EXERCISE DESCRIPTION
Render the part of the items that opens with the line containing "art it should pick up." and closes with the line containing "[123,265,193,288]" as a numbered list, with blank lines left out.

MATERIAL SHOWN
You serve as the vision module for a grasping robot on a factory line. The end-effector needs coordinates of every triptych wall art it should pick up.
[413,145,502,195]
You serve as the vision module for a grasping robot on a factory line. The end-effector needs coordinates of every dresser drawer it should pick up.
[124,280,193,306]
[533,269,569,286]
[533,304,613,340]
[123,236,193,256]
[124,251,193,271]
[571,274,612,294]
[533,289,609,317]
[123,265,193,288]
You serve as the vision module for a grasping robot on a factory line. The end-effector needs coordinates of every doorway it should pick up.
--
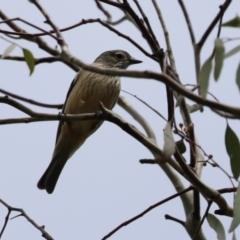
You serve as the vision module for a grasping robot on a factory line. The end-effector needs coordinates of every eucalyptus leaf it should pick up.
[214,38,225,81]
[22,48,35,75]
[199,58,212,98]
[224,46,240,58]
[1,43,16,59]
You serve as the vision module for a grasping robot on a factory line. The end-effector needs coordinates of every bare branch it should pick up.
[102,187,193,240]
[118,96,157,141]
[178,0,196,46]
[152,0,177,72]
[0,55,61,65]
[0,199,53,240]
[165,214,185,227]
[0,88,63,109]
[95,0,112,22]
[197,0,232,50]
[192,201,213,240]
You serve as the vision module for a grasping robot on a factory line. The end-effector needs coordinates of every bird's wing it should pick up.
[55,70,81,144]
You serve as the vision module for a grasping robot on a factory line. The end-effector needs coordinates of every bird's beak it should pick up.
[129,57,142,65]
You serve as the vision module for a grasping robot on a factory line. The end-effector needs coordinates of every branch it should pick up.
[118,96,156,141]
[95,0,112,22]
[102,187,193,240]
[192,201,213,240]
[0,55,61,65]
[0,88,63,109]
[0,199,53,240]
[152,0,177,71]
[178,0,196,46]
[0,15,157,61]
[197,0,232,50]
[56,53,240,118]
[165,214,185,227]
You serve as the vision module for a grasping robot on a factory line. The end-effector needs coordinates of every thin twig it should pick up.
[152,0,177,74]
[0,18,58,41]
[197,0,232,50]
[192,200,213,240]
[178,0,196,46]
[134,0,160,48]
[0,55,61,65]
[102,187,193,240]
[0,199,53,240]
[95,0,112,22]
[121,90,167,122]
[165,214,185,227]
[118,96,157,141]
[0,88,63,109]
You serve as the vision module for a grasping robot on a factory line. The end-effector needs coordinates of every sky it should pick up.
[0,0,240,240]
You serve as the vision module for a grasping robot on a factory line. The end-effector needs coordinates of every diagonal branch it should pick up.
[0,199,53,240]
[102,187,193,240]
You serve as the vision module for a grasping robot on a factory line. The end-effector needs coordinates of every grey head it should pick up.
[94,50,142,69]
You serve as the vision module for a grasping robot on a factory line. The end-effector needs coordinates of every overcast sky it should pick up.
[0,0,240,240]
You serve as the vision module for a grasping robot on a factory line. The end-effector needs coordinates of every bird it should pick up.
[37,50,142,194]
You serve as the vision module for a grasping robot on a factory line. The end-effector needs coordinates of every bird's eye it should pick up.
--
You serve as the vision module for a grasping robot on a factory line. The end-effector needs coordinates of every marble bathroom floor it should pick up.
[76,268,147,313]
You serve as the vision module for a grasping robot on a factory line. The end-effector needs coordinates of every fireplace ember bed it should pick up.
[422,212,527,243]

WRITTEN RESPONSE
1. You serve as the vision module for a grasping robot on a factory line. The end-effector needs coordinates of every triptych wall art it should pick up.
2. [413,145,502,195]
3. You serve as the vision module for a grasping robot on a factory line. The end-effector needs coordinates of every dresser drawer it should pick up.
4. [124,280,193,306]
5. [533,269,569,286]
6. [533,304,613,340]
7. [123,236,193,256]
8. [124,251,193,271]
9. [571,274,612,294]
10. [533,289,609,317]
11. [123,265,193,288]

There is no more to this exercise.